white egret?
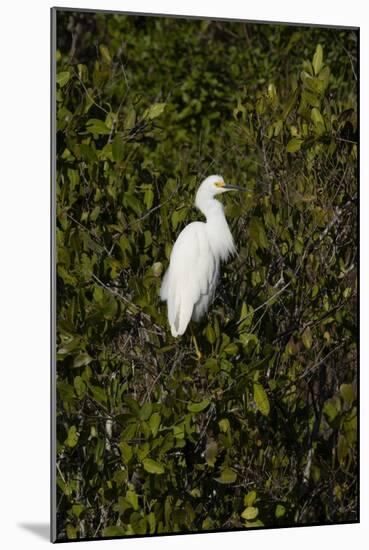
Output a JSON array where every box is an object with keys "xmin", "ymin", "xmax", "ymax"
[{"xmin": 160, "ymin": 176, "xmax": 246, "ymax": 336}]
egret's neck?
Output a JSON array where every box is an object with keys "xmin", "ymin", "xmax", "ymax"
[
  {"xmin": 196, "ymin": 197, "xmax": 236, "ymax": 261},
  {"xmin": 196, "ymin": 197, "xmax": 227, "ymax": 223}
]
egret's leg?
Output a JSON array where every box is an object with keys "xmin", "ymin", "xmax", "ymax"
[{"xmin": 190, "ymin": 323, "xmax": 202, "ymax": 361}]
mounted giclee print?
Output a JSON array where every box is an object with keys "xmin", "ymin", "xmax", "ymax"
[{"xmin": 51, "ymin": 8, "xmax": 359, "ymax": 542}]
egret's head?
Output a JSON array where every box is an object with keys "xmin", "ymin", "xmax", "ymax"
[{"xmin": 196, "ymin": 176, "xmax": 245, "ymax": 203}]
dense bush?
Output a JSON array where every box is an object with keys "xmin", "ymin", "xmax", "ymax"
[{"xmin": 56, "ymin": 11, "xmax": 357, "ymax": 540}]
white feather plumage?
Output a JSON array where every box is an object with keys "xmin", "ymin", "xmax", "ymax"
[{"xmin": 160, "ymin": 176, "xmax": 236, "ymax": 336}]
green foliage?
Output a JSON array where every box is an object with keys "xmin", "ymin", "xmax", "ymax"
[{"xmin": 56, "ymin": 11, "xmax": 357, "ymax": 540}]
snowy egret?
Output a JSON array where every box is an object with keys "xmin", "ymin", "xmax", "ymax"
[{"xmin": 160, "ymin": 176, "xmax": 246, "ymax": 336}]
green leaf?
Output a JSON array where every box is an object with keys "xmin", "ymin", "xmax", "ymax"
[
  {"xmin": 249, "ymin": 216, "xmax": 268, "ymax": 248},
  {"xmin": 65, "ymin": 426, "xmax": 79, "ymax": 448},
  {"xmin": 118, "ymin": 441, "xmax": 133, "ymax": 463},
  {"xmin": 205, "ymin": 438, "xmax": 218, "ymax": 467},
  {"xmin": 72, "ymin": 504, "xmax": 85, "ymax": 518},
  {"xmin": 301, "ymin": 327, "xmax": 313, "ymax": 349},
  {"xmin": 215, "ymin": 468, "xmax": 237, "ymax": 485},
  {"xmin": 126, "ymin": 490, "xmax": 139, "ymax": 510},
  {"xmin": 102, "ymin": 525, "xmax": 126, "ymax": 537},
  {"xmin": 144, "ymin": 103, "xmax": 166, "ymax": 120},
  {"xmin": 124, "ymin": 107, "xmax": 136, "ymax": 130},
  {"xmin": 275, "ymin": 504, "xmax": 286, "ymax": 518},
  {"xmin": 149, "ymin": 412, "xmax": 161, "ymax": 437},
  {"xmin": 112, "ymin": 134, "xmax": 123, "ymax": 162},
  {"xmin": 187, "ymin": 399, "xmax": 210, "ymax": 413},
  {"xmin": 56, "ymin": 71, "xmax": 70, "ymax": 88},
  {"xmin": 313, "ymin": 44, "xmax": 323, "ymax": 75},
  {"xmin": 241, "ymin": 506, "xmax": 259, "ymax": 520},
  {"xmin": 286, "ymin": 137, "xmax": 303, "ymax": 153},
  {"xmin": 138, "ymin": 402, "xmax": 152, "ymax": 420},
  {"xmin": 243, "ymin": 491, "xmax": 257, "ymax": 507},
  {"xmin": 340, "ymin": 384, "xmax": 356, "ymax": 405},
  {"xmin": 86, "ymin": 118, "xmax": 110, "ymax": 135},
  {"xmin": 99, "ymin": 44, "xmax": 111, "ymax": 64},
  {"xmin": 73, "ymin": 376, "xmax": 86, "ymax": 398},
  {"xmin": 311, "ymin": 107, "xmax": 324, "ymax": 127},
  {"xmin": 66, "ymin": 523, "xmax": 77, "ymax": 540},
  {"xmin": 254, "ymin": 382, "xmax": 270, "ymax": 416},
  {"xmin": 73, "ymin": 353, "xmax": 93, "ymax": 368},
  {"xmin": 218, "ymin": 418, "xmax": 231, "ymax": 433},
  {"xmin": 142, "ymin": 458, "xmax": 164, "ymax": 474}
]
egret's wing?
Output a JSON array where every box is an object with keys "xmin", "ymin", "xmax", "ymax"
[{"xmin": 161, "ymin": 222, "xmax": 217, "ymax": 336}]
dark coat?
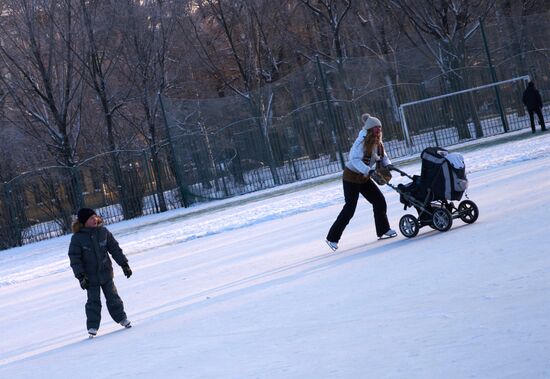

## Problem statement
Copy the lines exactly from the line containing "egret's wing?" through the end of the items, both included, and leave the pictures out of your answer.

## Written answer
egret's wing?
Output a JSON array where every box is an object with keys "xmin", "ymin", "xmax", "ymax"
[{"xmin": 161, "ymin": 222, "xmax": 217, "ymax": 336}]
dark coat?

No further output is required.